*SHORT TASK*
Each entry in the listing below should be restated word for word.

— BEGIN DATASET RECORDS —

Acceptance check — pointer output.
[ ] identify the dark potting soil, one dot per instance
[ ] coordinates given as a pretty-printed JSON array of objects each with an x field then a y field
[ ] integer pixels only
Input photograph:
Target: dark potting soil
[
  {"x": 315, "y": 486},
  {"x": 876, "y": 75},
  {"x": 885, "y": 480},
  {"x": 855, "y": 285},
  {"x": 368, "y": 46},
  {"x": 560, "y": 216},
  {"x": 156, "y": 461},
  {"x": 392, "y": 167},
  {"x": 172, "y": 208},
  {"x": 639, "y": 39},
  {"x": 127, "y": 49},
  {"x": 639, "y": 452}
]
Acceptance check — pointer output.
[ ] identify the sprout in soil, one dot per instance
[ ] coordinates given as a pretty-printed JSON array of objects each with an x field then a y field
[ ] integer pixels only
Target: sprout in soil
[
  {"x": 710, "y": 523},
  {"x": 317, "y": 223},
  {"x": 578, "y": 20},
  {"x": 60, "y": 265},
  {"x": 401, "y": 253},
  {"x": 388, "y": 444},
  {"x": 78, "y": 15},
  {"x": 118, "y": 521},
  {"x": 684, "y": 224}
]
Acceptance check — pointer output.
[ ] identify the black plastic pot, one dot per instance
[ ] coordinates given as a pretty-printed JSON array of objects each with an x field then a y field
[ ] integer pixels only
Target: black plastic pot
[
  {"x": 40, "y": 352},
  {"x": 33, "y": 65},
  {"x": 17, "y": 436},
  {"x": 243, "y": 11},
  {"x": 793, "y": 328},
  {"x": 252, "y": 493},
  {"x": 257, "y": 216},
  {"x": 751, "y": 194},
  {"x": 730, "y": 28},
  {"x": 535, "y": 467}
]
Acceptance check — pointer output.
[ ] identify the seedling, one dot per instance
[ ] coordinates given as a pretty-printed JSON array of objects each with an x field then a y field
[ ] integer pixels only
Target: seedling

— END DATASET RECORDS —

*OUTPUT OF THE EXERCISE*
Acceptance check — pointer output.
[ ] identify the dark potting soil, one dot per instance
[ ] coordinates given as a pretty-printed JSON array of objects each with an x field then a y field
[ ] integer pixels only
Input photograph:
Target: dark potting soil
[
  {"x": 315, "y": 486},
  {"x": 876, "y": 75},
  {"x": 885, "y": 480},
  {"x": 855, "y": 285},
  {"x": 368, "y": 46},
  {"x": 560, "y": 216},
  {"x": 156, "y": 461},
  {"x": 392, "y": 167},
  {"x": 172, "y": 208},
  {"x": 639, "y": 39},
  {"x": 127, "y": 49},
  {"x": 639, "y": 452}
]
Acceptance check — pointer output.
[ ] identify the sprout in soil, one dot per instance
[ ] coordinates given as a pretty-printed JSON array of objects each with an x field then a y field
[ ] integer pixels only
Target: sprout in soil
[
  {"x": 710, "y": 523},
  {"x": 317, "y": 223},
  {"x": 578, "y": 20},
  {"x": 60, "y": 265},
  {"x": 401, "y": 253},
  {"x": 388, "y": 444},
  {"x": 78, "y": 15},
  {"x": 118, "y": 521},
  {"x": 684, "y": 224}
]
Acceptance check — pointer output.
[ ] identify the black plastic pot, one dot per instance
[ ] coordinates given as a pretty-printed JSON array of objects each with an x field then a y field
[ ] integer pixels only
Target: black plastic pot
[
  {"x": 40, "y": 352},
  {"x": 33, "y": 65},
  {"x": 17, "y": 436},
  {"x": 243, "y": 11},
  {"x": 793, "y": 328},
  {"x": 252, "y": 493},
  {"x": 257, "y": 216},
  {"x": 751, "y": 194},
  {"x": 730, "y": 28},
  {"x": 535, "y": 467}
]
Acceptance check — pointer output.
[ ] identify the seedling, one dot per instance
[ ] coordinates given as a pretty-printed JSON array of objects each with an x field then a y field
[ ] integer pixels only
Target: seedling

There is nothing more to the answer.